TEXT BLOCK:
>>>
Shortlist size has minimal latency impact (8.5-9.5ms for M=8-20) because the packed scorer cost is fixed at ~6.6ms regardless of M. Reducing M saves rerank time (<0.5ms) but not scorer time.
Latency breakdown (SQ8 rerank M=12 on full 103K):
| Stage | p50 ms | Share |
|---|---|---|
| Hadamard transform | 0.15 | 1% |
| C packed scorer (8 threads) | 6.6 | 89% |
| SQ8 gather + rerank + topk | 0.5 | 7% |
| Python overhead | 0.3 | 3% |
| Total | ~7.5 |
The packed scorer dominates (6.6ms). It scans 103K × 1440 bytes = 149MB per query. M2 Max theoretical bandwidth floor: ~0.75ms. The 6.6ms includes per-byte LUT lookups, thread sync, and cache effects. Rerank overhead is negligible (<0.5ms for M=12).
Fusing rerank into C would save ~0.3ms Python overhead. This is the current floor for exhaustive CPU full-scan on this scorer layout, not a fundamental limit. Paths to materially faster serving: - Fewer candidates scanned (IVF at 500K+ scale, pre-filtering) - Fewer bytes per query (lower dim, coarser first stage) - Different execution substrate (GPU scorer via Metal) - Smaller shortlist M (if quality holds at M=8)
Note: the 12 bits/dim serving footprint (4-bit packed + 8-bit SQ8 rerank payload) is no longer a pure 4-bit lane. This is a two-tier storage tradeoff: fast packed scan for shortlisting + higher-fidelity SQ8 for boundary disambiguation.
<<<
COMPLETE THE FOLLOWING:
A. Copy everything in the scorer latency notes from "Latency breakdown (SQ8" down to "(<0.5ms for M=12).".
B. Extend the scorer latency notes beyond their final sentence.

GIVEN ENTRIES:
>>>
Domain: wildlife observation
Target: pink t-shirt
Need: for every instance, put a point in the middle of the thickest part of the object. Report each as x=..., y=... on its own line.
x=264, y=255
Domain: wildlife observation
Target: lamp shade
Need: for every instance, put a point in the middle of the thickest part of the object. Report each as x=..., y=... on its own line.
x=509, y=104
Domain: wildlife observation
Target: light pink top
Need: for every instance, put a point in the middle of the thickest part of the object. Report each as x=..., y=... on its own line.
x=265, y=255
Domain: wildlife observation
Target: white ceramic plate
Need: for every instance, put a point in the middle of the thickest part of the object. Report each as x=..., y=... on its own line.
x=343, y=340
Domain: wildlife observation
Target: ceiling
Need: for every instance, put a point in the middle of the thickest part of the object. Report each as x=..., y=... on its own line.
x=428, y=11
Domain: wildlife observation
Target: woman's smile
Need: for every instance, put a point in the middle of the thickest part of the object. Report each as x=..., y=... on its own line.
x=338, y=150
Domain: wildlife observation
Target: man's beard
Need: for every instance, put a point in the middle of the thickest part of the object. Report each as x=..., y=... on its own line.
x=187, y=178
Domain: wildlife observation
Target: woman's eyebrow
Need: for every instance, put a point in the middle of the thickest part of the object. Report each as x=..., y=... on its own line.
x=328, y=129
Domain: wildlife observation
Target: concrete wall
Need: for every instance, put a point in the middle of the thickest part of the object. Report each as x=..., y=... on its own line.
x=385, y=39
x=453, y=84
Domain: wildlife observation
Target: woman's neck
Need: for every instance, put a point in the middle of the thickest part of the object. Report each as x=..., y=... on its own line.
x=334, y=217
<<<
THE REPLIES:
A.
Latency breakdown (SQ8 rerank M=12 on full 103K):
| Stage | p50 ms | Share |
|---|---|---|
| Hadamard transform | 0.15 | 1% |
| C packed scorer (8 threads) | 6.6 | 89% |
| SQ8 gather + rerank + topk | 0.5 | 7% |
| Python overhead | 0.3 | 3% |
| Total | ~7.5 |
The packed scorer dominates (6.6ms). It scans 103K × 1440 bytes = 149MB per query. M2 Max theoretical bandwidth floor: ~0.75ms. The 6.6ms includes per-byte LUT lookups, thread sync, and cache effects. Rerank overhead is negligible (<0.5ms for M=12).

B.
Engine Integration Status
PG extension prototype (flashhadamard_build + flashhadamard_scan):
| Scale | Build | Scan | Notes |
|---|---|---|---|
| 5 × 8D | <1ms | 0.17ms | Correctness verified |
| 1000 × 2880D | 63ms | 1.6ms | Local PG |
| 5000 × 2880D | 290ms | 34ms | Chunked (2 segments) |
| 103K × 2880D (SPI+TOAST) | 17.2s | 185-700ms | Chunked sidecar, local PG |
| 103K × 2880D (mmap store) | 10s | 49ms | Raw file store, mmap, fused top-k |
Engine scan evolution (103K × 2880D, warm, pre-fetched query):
| Path | Scan | vs benchmark | Change |
|---|---|---|---|
| SPI + TOAST chunked sidecar | 185-700ms | 23-87× | initial |
| Raw file read() store | 62ms | 7.7× | -68% from raw I/O |
| mmap + fused top-k | 49ms | 6.1× | -21% from mmap + fused |
| Python C helper (8 threads) | ~8ms | 1× | benchmark |
Final engine numbers (103K × 2880D, warm, pre-fetched query):
| Path | p50 ms | Notes |
|---|---|---|
| SPI + TOAST sidecar | 185-700 | initial prototype |
| mmap single-thread | 41 | kernel parity with helper 1t (40ms) |
| mmap + pthread (8t) | 5-8 | beats Python helper path (8.7ms) |
Apples-to-apples (same corpus, same query, 8 threads): - PG engine mmap: 6.9ms p50 - Python C helper: 8.7ms p50 - Engine wins by ~1.3× (no Python/ctypes overhead)
Caveats: - “Beats helper” means the Python-wrapped benchmark path, not a raw C apples-to-apples outside the harness - pthread inside PG backend is experimental: no PG cancel/error integration, no signal handling in worker threads - Partial thread-launch failure handled correctly (inline tail scoring)
Refuted optimizations: - Per-row early-exit pruning: 0% rows pruned after Hadamard (bounds too loose) - NEON vtbl nibble lookup: doesn’t apply to 256-entry float byte tables - Segment pruning at 103K scale: overhead exceeds savings (see below)
Segment Pruning (Research, Not Recommended at 103K)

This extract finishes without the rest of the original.